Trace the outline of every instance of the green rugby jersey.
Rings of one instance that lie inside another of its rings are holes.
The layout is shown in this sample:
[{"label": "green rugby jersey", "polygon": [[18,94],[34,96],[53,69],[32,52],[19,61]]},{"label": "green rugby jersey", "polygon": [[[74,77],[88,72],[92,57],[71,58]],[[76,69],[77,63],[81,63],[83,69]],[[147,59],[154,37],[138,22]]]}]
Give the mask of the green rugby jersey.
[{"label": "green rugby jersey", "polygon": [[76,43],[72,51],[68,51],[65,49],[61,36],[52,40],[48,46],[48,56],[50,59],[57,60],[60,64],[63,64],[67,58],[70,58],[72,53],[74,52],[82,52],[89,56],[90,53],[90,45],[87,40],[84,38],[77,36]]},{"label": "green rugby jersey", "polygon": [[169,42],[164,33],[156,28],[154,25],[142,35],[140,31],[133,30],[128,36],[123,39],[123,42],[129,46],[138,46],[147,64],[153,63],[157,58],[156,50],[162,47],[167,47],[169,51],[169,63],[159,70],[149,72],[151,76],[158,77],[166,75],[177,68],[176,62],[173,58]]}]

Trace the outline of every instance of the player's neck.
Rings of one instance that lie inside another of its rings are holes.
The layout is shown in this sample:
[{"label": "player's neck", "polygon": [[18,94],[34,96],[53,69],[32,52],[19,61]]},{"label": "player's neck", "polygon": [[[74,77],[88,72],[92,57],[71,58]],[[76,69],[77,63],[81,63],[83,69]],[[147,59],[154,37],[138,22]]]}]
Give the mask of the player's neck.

========

Requirements: Rewrite the records above, replacing every occurrence of "mask" with "region" and changing nothing else.

Problem solution:
Trace the outline of every instance of the green rugby jersey.
Rings of one instance that lie inside another of its rings are holes.
The layout is shown in this sample:
[{"label": "green rugby jersey", "polygon": [[18,94],[34,96],[53,69],[32,52],[19,61]]},{"label": "green rugby jersey", "polygon": [[[74,77],[88,72],[92,57],[71,58]],[[76,69],[77,63],[81,63],[83,69]],[[147,59],[154,37],[138,22]]]}]
Give the region of the green rugby jersey.
[{"label": "green rugby jersey", "polygon": [[76,43],[72,51],[68,51],[65,49],[61,36],[52,40],[48,46],[48,56],[50,59],[57,60],[60,64],[63,64],[67,58],[70,58],[72,53],[74,52],[82,52],[89,56],[90,53],[90,45],[87,40],[84,38],[77,36]]},{"label": "green rugby jersey", "polygon": [[169,42],[164,33],[156,28],[154,25],[142,35],[140,31],[133,30],[128,36],[123,39],[123,42],[129,46],[138,46],[147,64],[153,63],[157,58],[156,50],[162,47],[167,47],[169,51],[169,63],[159,70],[149,72],[151,76],[158,77],[166,75],[177,68],[176,62],[173,58]]}]

Trace the outline of every instance of the player's neck.
Rings of one instance that lie inside another of its rings are holes.
The layout is shown in this sample:
[{"label": "player's neck", "polygon": [[18,94],[34,96],[53,69],[32,52],[19,61]]},{"label": "player's neck", "polygon": [[[74,77],[88,72],[92,57],[71,58]],[[76,69],[77,63],[81,63],[83,69]],[[147,59],[154,37],[138,22]]]}]
Give the region of the player's neck.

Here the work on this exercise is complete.